**Texto proporcionado**:
No pertenecemos a esa dimensión, me digo. Somos remanentes de la humanidad, cuerpos residuales que les recuerdan a esos ojos –por comodidad les llamaré ojos futuros– que una vez fuimos débiles, mortales, sensibles al ácido del tiempo. Porque el tiempo erosionaba a los que éramos como nosotros, porque el tiempo le hacía pliegues a la piel, devoraba las células, pudría los tejidos, instalaba su elegante necrosis sobre todo lo que tocaba. Nos miran, pues, en este mismo momento en que atravesamos nuestra lenta muerte, asombrados de que esta carne fuera humana, de que no nos repusiéramos en un instante de las distintas heridas, incluso de que amáramos del modo en que lo hacemos: con pasión, con desesperación, con la pena de perder al ser querido en una mala jugada del destino. Porque en nuestro tiempo, o en nuestra dimensión, todavía creíamos en el destino, y le poníamos distintos nombres: Dios, Vida, Suerte, Merecimiento, Lucha. Los pronunciábamos con mayúscula, pues de verdad creíamos que había una fuerza que nos abrazaba como un nimbo. Los ojos futuros no se explican esa tendencia terrible a lo sobrenatural. Pobres entes, piensan esos ojos futuros, entornando sus pestañas invencibles, exentas de tiempo y de fatalidad.

**Objetivo planteado**:
En el texto proporcionado, ¿qué nombres le daban al destino? Las líneas no tienen nada que ver con el texto.

**Líneas dadas**:

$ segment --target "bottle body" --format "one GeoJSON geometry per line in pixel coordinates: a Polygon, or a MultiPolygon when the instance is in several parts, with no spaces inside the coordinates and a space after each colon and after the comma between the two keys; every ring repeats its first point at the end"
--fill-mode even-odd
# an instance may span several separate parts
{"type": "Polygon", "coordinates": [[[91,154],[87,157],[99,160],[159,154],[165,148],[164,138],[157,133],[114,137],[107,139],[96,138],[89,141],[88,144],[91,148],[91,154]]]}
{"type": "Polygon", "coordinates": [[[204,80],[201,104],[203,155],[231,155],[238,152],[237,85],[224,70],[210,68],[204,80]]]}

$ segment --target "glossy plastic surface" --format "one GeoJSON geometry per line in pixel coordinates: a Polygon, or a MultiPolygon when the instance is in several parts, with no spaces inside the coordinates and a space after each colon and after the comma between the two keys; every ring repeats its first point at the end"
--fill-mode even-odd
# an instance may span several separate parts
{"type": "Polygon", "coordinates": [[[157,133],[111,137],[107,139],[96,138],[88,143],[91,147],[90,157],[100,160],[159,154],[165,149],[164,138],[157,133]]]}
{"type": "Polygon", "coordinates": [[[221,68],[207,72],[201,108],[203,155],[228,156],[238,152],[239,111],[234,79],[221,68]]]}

**Solución del ejercicio**:
Dios, Vida, Suerte, Merecimiento y Lucha.